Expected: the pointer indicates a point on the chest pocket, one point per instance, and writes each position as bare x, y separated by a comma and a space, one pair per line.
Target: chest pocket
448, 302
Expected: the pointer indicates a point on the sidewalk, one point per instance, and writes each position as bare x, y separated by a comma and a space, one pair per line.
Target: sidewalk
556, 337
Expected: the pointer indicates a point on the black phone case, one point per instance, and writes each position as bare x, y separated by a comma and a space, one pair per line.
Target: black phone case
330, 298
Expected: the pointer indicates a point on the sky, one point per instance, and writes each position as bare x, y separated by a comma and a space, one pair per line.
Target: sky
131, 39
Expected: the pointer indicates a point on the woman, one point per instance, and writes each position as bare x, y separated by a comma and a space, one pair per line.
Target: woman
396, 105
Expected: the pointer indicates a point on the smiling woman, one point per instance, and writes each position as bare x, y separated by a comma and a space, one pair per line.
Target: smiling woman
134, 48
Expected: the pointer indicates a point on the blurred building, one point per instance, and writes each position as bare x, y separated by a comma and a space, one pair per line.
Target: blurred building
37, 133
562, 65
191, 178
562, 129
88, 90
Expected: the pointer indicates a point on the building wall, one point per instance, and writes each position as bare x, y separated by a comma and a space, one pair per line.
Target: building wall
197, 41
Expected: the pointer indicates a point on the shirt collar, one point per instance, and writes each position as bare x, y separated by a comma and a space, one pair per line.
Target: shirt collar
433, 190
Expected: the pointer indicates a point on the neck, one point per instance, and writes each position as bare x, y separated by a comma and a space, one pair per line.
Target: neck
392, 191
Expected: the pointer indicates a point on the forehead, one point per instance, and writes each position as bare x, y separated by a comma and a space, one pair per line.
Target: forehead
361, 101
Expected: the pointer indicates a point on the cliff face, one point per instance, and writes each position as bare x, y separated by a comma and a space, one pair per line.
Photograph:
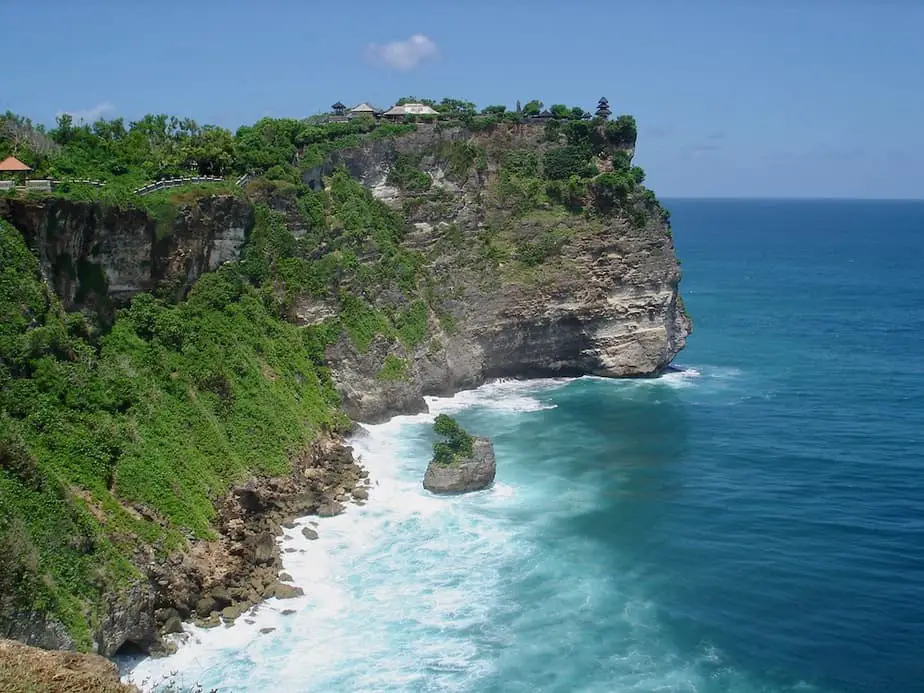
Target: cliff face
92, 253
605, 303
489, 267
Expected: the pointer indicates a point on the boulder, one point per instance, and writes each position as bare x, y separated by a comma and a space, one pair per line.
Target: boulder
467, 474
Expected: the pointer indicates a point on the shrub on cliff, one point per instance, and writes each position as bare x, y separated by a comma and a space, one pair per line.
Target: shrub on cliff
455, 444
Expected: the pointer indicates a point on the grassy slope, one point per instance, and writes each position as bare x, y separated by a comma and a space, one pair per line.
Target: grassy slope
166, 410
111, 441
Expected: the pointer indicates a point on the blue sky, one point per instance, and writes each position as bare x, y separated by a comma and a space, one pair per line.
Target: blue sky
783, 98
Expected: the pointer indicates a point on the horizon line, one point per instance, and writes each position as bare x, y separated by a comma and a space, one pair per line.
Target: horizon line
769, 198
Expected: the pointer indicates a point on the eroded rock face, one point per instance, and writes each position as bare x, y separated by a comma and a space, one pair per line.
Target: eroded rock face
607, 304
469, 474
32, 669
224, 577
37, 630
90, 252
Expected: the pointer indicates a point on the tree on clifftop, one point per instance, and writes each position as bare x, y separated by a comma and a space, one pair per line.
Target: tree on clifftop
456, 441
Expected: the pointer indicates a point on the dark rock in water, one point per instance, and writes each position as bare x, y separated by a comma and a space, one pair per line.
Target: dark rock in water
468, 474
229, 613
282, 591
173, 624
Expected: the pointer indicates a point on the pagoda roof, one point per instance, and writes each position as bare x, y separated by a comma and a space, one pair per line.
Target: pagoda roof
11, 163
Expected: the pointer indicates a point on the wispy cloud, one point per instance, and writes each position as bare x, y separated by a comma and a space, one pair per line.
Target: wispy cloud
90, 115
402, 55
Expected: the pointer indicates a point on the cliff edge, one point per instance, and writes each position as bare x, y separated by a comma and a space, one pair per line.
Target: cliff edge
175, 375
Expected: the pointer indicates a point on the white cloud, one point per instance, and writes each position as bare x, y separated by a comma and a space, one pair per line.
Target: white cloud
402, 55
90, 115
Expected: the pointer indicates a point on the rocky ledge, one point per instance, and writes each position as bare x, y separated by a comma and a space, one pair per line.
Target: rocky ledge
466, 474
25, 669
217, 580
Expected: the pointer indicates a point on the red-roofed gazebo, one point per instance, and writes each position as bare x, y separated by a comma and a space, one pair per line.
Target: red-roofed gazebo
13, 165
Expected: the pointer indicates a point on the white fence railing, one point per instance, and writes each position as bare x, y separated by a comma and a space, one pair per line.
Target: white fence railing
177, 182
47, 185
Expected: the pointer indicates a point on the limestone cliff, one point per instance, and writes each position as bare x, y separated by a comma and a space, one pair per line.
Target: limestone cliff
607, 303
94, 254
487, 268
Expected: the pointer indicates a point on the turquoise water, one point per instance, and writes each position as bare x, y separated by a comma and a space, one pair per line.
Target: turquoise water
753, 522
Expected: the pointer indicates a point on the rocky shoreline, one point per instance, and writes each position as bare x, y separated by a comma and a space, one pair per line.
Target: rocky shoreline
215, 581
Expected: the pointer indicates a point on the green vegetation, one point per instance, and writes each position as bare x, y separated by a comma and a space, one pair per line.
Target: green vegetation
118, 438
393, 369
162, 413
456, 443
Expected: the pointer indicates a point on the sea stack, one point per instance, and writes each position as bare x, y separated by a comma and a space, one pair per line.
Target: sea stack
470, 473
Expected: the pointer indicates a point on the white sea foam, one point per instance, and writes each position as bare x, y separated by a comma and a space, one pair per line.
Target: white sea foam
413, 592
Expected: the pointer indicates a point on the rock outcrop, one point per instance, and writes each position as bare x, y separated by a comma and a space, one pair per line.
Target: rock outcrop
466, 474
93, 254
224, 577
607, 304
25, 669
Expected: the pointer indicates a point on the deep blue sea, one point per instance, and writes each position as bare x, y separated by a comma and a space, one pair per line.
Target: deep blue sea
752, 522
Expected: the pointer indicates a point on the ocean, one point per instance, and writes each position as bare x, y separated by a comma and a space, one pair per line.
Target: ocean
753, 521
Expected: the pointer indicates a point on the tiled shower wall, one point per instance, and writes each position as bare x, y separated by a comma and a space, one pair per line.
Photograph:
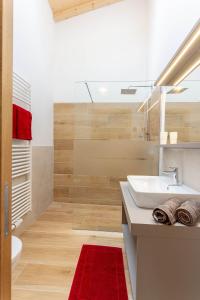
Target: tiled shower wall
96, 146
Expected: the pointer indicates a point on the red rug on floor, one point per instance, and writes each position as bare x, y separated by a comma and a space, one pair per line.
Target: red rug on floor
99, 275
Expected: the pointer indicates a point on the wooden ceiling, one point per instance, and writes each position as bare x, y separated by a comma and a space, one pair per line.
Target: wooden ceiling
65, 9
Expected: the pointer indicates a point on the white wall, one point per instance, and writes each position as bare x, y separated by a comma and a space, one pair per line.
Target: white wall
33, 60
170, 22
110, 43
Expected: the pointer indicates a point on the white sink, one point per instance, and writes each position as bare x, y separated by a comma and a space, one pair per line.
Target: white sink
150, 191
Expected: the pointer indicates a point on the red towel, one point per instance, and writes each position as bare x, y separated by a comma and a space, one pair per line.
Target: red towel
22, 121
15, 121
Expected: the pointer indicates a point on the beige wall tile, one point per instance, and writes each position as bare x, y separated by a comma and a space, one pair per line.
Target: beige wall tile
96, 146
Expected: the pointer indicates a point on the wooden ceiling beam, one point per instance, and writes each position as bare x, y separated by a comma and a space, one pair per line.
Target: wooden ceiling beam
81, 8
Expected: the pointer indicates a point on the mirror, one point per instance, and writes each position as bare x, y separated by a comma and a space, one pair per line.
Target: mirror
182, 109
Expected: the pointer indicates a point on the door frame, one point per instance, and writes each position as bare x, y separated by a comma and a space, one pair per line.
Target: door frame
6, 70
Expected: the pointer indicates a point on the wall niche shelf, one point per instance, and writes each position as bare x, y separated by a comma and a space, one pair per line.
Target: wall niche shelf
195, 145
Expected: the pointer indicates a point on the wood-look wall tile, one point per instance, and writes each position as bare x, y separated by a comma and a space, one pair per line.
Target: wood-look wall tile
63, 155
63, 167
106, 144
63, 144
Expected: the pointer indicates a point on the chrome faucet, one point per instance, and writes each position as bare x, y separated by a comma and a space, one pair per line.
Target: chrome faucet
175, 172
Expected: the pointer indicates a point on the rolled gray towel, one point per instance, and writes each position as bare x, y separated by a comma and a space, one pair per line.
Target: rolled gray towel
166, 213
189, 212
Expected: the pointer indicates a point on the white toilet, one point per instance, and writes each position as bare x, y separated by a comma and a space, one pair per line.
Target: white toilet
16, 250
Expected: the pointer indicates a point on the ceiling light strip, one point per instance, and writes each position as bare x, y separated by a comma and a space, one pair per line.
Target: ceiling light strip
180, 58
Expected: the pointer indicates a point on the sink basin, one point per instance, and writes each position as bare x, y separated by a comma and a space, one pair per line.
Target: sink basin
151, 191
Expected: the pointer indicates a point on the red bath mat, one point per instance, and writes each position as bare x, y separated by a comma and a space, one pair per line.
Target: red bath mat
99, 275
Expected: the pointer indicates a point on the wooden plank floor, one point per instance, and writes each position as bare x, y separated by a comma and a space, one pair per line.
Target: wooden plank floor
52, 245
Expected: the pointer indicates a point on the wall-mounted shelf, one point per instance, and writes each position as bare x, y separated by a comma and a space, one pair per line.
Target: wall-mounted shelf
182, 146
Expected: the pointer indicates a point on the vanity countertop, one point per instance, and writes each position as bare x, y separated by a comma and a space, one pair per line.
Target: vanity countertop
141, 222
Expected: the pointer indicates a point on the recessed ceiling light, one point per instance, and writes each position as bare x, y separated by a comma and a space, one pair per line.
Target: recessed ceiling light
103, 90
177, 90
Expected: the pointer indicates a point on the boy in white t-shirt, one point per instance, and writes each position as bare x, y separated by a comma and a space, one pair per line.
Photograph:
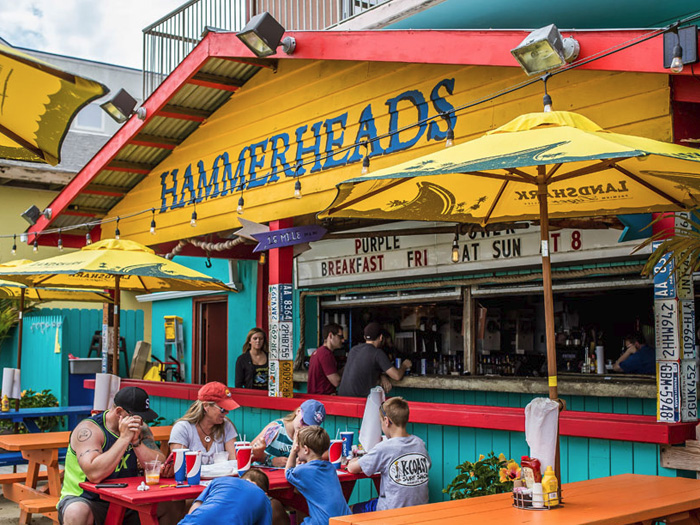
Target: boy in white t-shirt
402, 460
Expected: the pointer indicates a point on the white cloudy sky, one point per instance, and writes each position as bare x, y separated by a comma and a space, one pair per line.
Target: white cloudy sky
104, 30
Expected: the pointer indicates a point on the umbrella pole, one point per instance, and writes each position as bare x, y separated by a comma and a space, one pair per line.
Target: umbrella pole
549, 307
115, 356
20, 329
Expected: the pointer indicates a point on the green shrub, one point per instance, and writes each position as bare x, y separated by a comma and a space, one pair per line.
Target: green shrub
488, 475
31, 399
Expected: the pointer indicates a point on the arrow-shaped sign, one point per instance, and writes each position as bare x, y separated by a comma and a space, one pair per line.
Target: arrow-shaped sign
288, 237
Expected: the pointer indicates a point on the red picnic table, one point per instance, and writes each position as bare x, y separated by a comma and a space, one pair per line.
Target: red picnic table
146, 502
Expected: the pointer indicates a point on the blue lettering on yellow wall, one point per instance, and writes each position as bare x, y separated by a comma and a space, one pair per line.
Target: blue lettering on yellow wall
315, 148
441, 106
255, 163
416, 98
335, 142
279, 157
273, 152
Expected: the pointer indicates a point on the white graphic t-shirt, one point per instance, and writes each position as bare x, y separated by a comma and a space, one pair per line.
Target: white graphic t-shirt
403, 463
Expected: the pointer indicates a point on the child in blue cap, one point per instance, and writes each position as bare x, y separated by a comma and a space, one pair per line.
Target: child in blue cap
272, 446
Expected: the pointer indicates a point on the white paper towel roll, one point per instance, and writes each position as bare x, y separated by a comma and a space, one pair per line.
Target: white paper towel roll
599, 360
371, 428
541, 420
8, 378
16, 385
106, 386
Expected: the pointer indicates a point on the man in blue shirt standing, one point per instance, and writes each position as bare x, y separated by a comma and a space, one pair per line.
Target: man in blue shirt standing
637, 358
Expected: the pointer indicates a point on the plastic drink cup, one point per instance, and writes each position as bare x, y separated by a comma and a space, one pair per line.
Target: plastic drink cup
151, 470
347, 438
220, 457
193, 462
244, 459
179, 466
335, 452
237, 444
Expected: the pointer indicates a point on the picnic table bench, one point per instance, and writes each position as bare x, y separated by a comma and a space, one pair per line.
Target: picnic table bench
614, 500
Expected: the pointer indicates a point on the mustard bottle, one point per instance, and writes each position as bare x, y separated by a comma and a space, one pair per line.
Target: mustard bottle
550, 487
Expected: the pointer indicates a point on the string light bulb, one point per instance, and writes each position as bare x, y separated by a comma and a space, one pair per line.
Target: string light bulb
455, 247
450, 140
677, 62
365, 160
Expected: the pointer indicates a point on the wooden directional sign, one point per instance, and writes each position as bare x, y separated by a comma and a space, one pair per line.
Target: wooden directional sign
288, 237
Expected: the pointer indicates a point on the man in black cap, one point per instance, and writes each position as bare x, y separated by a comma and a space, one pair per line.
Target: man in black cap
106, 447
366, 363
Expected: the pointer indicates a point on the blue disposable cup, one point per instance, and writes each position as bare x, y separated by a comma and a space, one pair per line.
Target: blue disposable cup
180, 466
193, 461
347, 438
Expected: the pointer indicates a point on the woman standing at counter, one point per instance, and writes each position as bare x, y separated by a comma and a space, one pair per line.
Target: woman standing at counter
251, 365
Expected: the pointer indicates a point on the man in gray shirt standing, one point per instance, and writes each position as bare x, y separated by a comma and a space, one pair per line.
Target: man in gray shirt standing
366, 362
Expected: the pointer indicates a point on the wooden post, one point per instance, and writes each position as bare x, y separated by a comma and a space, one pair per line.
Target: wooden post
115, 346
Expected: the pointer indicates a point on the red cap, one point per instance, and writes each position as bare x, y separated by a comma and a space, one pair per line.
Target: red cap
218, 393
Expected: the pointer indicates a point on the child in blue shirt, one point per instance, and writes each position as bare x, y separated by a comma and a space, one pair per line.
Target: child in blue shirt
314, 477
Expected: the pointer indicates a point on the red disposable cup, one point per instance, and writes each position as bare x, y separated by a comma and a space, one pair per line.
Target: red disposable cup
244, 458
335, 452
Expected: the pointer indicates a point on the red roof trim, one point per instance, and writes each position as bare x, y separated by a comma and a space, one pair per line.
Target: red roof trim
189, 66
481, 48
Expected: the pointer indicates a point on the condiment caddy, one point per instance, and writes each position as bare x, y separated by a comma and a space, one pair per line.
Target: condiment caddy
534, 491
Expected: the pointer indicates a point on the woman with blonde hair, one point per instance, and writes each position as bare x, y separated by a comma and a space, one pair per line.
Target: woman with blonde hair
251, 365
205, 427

━━━━━━━━━━

■ **Brief**:
Find "Expected: the pointer indicates a point on the blue disposable" in the entries above and copy that whole line exactly, then each line after it through the line that contains "Expected: the pointer indicates a point on the woman standing".

■ **Answer area**:
Expected: the pointer indicates a point on the blue disposable cup, one point per instance, and writes each position as bare x, y separated by a comma and a space, one pair per line.
Target: blue disposable cup
180, 466
193, 461
347, 438
Expected: the pointer indicates a point on the woman standing at counter, one point per instance, and writes each position as bare x, y separated by a comma and a space, one pair per line.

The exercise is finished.